**Kaynak**
++++++++

Araştırmada iki ülkenin halkına, bugün itibarıyla, Türkiye ile Yunanistan’ın ’İki dost ülke’ kabul edilip edilemeyeceğinin sorulduğunu belirten Yaşar Üniversitesi Öğretim Görevlisi Dr. Uğur Oral, "Bu önergeye Türklerin yüzde 12’si kesinlikle katıldığını belirtirken, Yunanlılar arasında bu oran sadece yüzde 2. ’Katılıyorum’ yanıtı Türklerde yüzde 33 iken, Yunanlılarda yüzde 16. Bu önermeye kesinlikle katılmayanların oranı Türklerde yüzde 2 Yunanlılarda yüzde 15. ’Katılmıyorum" yanıtını veren Türklerin oranı yüzde 24 iken, bu oran Yunanlılarda yüzde 44. Kararsızların oranı ise Türkiye’de yüzde 29, Yunanistan’da yüzde 23; yani Türklerin yüzde 26’sı Türkiye ve Yunanistan’ın iki dost ülke olduğuna inanmazken, bu oran Yunanistan’da yarıdan fazla, yüzde 59. Bu sonuç ışığında, Türklerin Yunan toplumunu dost olarak algılama eğiliminin Yunan toplumunun Türkleri dost olarak algılama oranının çok daha üzerinde olduğu dikkat çekiyor. Yarınlarda barışa yönelik umutlar yüksek peki, yarınlarda Türkiye ve Yunanistan iki dost ülke olabilir mi? Bu soruya gerek Türklerin gerekse Yunanlıların verdiği yanıtlardaki artı yöndeki artış önemli bir bulgu. Bugün itibarıyla iki ülkenin dost olduğuna inanan Türklerin oranı yüzde 45 iken yarınlarda iki ülkenin çok daha iyi dost olacağına inanan Türklerin oranı yüzde 51. Aynı şekilde bugün iki ülkenin dost olduğunu düşünen Yunanlıların oranı yüzde 18 iken yarınlardan umutlu olan Yunanlıların oranı büyük artış göstererek yüzde 43’e ulaşıyor. Bu veriler iki ülke arasındaki dostluk algısının yarınları adına umut verici" diye devam etti.

++++++++

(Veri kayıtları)
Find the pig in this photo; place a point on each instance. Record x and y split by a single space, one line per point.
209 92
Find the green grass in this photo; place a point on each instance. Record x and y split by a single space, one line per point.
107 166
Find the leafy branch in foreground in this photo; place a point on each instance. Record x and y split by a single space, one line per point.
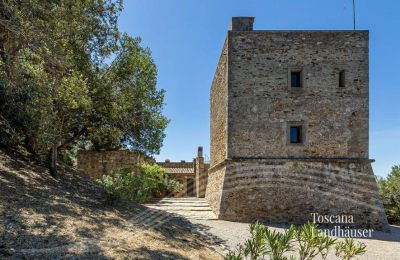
267 244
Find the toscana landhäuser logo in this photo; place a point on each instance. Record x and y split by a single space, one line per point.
340 226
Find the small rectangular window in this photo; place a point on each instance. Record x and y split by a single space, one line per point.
295 79
295 135
341 79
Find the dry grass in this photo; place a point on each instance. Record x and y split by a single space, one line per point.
71 217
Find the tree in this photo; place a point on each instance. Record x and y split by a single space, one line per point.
55 88
389 189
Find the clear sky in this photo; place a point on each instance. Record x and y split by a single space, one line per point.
186 38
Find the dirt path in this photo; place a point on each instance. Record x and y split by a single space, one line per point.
229 234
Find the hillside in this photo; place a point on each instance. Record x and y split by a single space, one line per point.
70 217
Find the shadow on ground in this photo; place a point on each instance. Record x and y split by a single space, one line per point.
42 217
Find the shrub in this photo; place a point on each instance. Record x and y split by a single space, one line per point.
389 189
311 243
140 184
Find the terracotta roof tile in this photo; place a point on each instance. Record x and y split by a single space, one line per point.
179 170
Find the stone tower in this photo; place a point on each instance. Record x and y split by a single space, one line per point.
289 127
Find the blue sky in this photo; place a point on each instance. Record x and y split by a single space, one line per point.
186 37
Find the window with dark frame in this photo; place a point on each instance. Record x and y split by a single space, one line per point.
341 79
295 79
296 135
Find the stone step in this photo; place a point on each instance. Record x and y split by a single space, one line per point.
191 208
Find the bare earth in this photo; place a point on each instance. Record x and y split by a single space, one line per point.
70 217
230 234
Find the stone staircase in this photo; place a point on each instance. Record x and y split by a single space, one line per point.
190 207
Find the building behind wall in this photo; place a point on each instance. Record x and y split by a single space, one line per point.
289 127
192 175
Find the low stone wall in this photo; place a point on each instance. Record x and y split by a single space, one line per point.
95 163
288 191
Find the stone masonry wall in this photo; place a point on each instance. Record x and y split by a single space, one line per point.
261 175
95 163
261 103
289 191
219 106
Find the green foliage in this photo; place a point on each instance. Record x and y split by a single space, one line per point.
56 90
69 156
389 189
348 249
139 184
311 244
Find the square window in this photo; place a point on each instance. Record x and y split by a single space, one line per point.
295 79
341 79
295 135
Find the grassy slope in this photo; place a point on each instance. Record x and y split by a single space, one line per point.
69 217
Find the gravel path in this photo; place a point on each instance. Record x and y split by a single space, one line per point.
381 246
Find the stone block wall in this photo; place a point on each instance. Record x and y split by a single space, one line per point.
95 163
288 191
256 173
262 104
219 107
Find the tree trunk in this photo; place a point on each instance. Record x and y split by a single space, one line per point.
53 161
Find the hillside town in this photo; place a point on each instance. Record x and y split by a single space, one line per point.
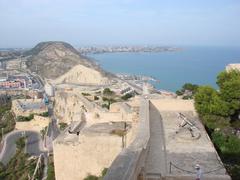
86 123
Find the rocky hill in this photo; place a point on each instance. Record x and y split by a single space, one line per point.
51 60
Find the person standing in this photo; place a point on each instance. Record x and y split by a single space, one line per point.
198 172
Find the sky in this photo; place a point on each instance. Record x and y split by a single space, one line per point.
24 23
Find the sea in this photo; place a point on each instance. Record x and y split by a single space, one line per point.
197 65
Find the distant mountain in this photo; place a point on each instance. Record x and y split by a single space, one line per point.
55 58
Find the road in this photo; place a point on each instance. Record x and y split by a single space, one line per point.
33 146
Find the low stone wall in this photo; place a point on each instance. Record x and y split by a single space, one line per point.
87 155
18 107
191 177
129 163
37 124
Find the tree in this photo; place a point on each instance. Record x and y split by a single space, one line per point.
203 99
229 84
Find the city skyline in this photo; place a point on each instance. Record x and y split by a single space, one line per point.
24 23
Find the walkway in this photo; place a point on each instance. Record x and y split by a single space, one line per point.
156 159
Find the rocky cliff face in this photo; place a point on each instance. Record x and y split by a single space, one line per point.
51 60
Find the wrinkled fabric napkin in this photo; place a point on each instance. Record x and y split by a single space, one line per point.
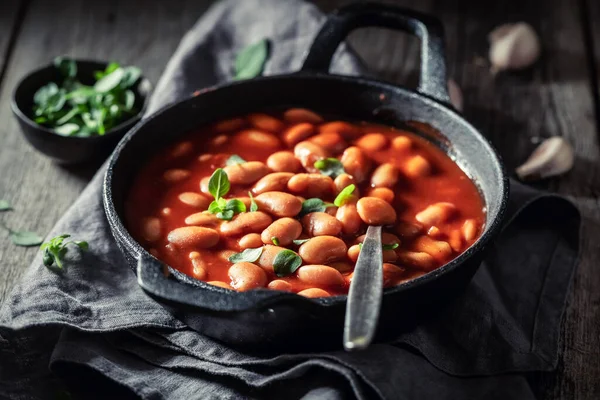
92 327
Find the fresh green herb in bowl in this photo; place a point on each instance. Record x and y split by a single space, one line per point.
72 108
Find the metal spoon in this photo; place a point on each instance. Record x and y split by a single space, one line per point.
364 297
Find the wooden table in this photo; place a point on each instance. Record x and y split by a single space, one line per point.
558 97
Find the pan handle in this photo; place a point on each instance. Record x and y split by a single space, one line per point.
432 79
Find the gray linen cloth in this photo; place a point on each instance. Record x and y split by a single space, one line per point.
92 329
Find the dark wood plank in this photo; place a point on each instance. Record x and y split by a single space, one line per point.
131 32
9 18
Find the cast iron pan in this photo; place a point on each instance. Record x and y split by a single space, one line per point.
264 318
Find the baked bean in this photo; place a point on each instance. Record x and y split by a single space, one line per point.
356 163
255 138
176 175
250 241
455 239
265 122
151 229
386 175
344 180
246 276
194 199
198 268
342 266
374 211
407 230
321 224
348 131
295 115
391 273
308 153
469 230
204 185
414 259
353 252
313 293
321 275
323 250
436 214
220 284
244 223
349 218
333 142
181 149
279 284
280 204
385 194
229 125
268 256
297 133
277 181
417 167
286 230
284 161
246 173
372 142
311 185
202 219
193 236
401 143
220 140
438 249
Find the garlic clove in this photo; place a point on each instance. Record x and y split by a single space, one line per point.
455 94
554 156
513 46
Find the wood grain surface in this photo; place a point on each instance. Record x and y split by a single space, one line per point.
558 97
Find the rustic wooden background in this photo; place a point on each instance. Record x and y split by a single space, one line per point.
557 97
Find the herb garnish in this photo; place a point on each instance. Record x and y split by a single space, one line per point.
56 248
249 255
75 109
250 62
344 195
286 262
330 167
234 160
219 186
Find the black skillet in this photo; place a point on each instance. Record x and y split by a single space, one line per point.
264 318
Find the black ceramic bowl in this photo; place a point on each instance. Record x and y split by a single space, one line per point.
266 318
70 149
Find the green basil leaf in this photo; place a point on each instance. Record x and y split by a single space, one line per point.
286 262
218 185
66 66
26 239
235 205
330 167
253 205
214 207
299 242
250 62
110 81
225 214
234 160
344 195
5 205
312 205
248 255
66 129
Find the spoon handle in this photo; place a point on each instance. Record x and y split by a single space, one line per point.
364 297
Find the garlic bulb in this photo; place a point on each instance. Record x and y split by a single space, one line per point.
455 94
554 156
513 46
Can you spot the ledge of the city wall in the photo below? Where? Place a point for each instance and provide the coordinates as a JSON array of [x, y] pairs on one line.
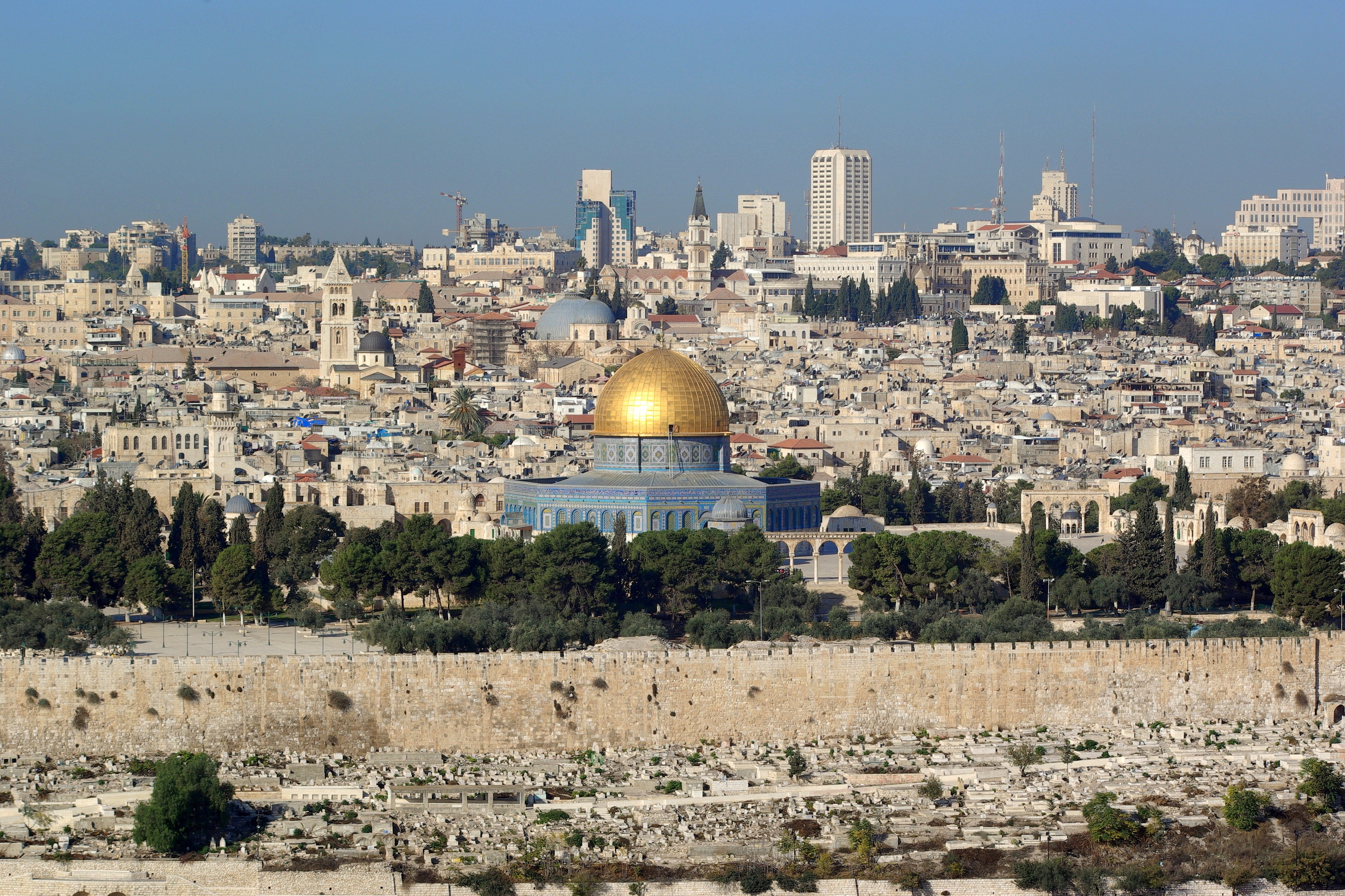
[[778, 694]]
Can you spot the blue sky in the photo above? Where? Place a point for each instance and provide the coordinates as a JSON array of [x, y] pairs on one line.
[[348, 119]]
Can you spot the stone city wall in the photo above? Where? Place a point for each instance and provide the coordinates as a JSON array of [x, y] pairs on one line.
[[564, 701]]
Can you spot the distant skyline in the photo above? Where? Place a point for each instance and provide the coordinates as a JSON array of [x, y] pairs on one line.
[[348, 120]]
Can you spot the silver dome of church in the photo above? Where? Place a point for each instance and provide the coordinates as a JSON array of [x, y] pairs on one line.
[[572, 309]]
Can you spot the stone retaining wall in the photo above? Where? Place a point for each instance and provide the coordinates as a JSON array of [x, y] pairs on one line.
[[525, 701]]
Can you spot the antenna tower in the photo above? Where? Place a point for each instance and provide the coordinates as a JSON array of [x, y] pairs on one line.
[[1000, 195]]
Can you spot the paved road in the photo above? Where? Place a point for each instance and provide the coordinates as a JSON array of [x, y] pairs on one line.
[[209, 638]]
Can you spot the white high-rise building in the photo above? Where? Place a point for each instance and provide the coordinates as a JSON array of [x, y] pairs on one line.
[[1325, 206], [245, 240], [840, 197], [1059, 200], [770, 212]]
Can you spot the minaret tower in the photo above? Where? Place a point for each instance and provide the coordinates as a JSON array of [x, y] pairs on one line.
[[338, 337], [699, 249]]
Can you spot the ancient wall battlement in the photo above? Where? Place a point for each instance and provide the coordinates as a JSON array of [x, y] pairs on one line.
[[575, 700]]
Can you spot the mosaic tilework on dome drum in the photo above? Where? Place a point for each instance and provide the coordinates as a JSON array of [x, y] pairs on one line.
[[659, 389]]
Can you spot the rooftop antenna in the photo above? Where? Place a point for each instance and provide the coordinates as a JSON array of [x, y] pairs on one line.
[[1093, 166], [1000, 197]]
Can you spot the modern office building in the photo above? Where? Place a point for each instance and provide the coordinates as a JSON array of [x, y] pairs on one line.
[[840, 197], [1324, 206], [604, 220], [1059, 200], [245, 240], [771, 217]]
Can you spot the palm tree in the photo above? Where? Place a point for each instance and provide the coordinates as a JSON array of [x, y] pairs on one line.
[[465, 416]]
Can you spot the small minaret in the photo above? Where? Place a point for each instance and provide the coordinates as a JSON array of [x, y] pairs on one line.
[[699, 249]]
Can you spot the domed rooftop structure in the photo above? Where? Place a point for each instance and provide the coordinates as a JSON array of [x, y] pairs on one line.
[[571, 309], [657, 393], [376, 341], [728, 510], [240, 505]]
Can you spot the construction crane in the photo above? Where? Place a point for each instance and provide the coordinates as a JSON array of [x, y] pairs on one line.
[[997, 205], [185, 251], [459, 200]]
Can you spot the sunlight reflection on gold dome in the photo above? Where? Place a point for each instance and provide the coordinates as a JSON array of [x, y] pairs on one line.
[[658, 389]]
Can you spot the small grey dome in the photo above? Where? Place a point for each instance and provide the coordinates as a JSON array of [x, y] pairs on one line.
[[376, 342], [572, 309], [240, 505], [728, 510]]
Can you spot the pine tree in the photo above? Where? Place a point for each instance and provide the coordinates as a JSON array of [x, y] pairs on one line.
[[1183, 497], [959, 337], [1028, 585], [1169, 541]]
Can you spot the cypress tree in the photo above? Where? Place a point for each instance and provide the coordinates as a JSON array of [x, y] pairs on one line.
[[959, 337], [1142, 553], [1183, 497], [1169, 541], [1028, 564]]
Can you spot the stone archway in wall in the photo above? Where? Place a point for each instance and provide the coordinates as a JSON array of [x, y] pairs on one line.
[[1063, 498]]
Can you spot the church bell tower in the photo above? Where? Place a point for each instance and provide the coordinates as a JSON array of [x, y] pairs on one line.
[[338, 335], [699, 249]]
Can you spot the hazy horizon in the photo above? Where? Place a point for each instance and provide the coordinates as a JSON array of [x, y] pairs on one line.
[[346, 120]]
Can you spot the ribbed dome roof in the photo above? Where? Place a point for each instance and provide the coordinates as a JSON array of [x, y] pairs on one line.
[[661, 389], [568, 310], [377, 341], [728, 510], [240, 505]]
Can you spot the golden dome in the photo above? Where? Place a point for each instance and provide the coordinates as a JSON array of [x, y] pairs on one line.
[[658, 389]]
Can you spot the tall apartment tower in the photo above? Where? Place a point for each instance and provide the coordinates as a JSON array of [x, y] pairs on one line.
[[604, 221], [337, 342], [840, 197], [770, 212], [245, 240], [1059, 200]]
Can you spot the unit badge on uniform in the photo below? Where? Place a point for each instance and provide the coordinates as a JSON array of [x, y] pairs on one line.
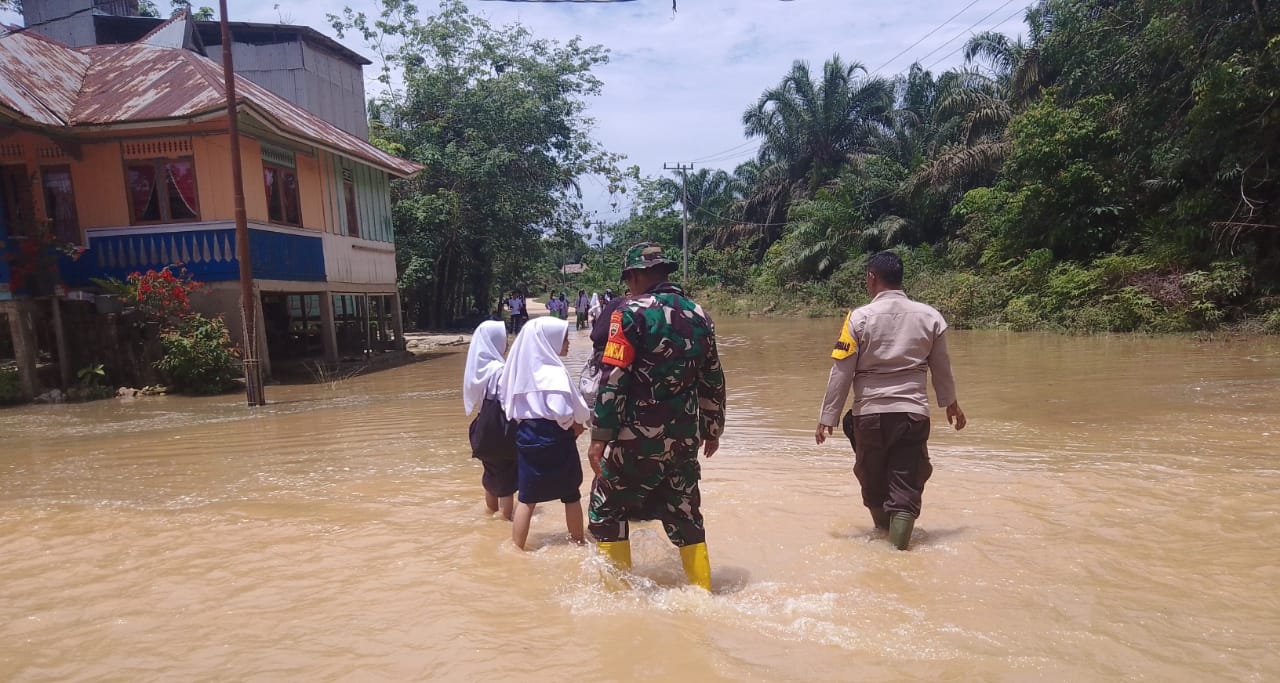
[[846, 345], [618, 351]]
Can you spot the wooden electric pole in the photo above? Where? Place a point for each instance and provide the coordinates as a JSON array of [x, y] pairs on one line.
[[684, 210], [254, 390]]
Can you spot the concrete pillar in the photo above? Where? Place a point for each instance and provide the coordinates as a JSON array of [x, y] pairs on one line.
[[328, 329], [22, 326], [264, 353], [398, 321]]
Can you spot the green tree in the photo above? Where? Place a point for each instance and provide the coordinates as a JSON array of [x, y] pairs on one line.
[[497, 118]]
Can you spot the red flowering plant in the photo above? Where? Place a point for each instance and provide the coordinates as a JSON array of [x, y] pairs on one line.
[[163, 294]]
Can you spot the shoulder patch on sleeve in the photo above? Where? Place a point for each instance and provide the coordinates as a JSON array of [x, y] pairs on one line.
[[618, 351], [846, 345]]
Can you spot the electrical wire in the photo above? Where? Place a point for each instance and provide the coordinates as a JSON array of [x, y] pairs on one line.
[[944, 58], [965, 32], [924, 37], [28, 27]]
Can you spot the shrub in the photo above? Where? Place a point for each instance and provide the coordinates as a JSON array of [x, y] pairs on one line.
[[1023, 314], [10, 388], [1271, 322], [199, 357]]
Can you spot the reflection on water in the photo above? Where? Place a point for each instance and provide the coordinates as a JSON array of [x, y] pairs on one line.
[[1107, 514]]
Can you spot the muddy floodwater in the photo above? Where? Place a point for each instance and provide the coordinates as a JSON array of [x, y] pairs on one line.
[[1111, 513]]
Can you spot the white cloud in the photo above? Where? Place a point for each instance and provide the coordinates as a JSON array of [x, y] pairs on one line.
[[677, 83]]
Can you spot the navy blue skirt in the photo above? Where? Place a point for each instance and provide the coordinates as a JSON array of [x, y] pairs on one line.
[[549, 467]]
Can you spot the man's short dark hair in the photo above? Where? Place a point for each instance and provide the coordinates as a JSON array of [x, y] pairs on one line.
[[887, 269]]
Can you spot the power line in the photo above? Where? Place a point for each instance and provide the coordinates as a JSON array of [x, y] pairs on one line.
[[1019, 10], [924, 37], [967, 31], [28, 27], [739, 155], [722, 152]]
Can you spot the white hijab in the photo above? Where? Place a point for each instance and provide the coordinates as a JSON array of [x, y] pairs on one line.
[[484, 363], [535, 368]]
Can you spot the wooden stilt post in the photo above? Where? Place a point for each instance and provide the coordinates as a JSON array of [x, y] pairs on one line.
[[64, 358], [23, 333]]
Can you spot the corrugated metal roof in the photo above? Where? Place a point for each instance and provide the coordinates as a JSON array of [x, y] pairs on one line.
[[40, 78], [53, 85]]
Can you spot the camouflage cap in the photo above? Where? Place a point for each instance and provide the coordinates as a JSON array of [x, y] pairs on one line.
[[647, 255]]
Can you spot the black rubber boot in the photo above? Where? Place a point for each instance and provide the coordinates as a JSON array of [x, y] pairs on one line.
[[900, 530], [880, 517]]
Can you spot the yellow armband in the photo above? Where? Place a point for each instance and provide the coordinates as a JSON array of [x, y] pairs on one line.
[[846, 345]]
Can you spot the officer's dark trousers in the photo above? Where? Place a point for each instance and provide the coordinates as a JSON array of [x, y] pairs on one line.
[[891, 459]]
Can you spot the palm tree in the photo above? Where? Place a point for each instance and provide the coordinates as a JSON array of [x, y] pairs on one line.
[[976, 105], [813, 125]]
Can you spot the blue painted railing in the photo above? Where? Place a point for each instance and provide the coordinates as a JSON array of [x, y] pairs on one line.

++++++++

**Gereksinimler**
Kaynak metne dayanarak şu soruları yanıtlayın:
1. Türklerin yüzde kaçı, iki ülkenin bugün itibarıyla dost kabul edilebileceği önermesine kesinlikle katıldığını belirtmiştir?
2. Yunanistan'da kararsızların oranı yüzde kaçtır?
3. Yarınlardan umutlu olan Yunanlıların oranı yüzde kaça ulaşmaktadır?
Bu satırlar başka bir kaynaktan alınmıştır.

**Görev Yanıtı**
1. Yüzde 12.
2. Yüzde 23.
3. Yüzde 43.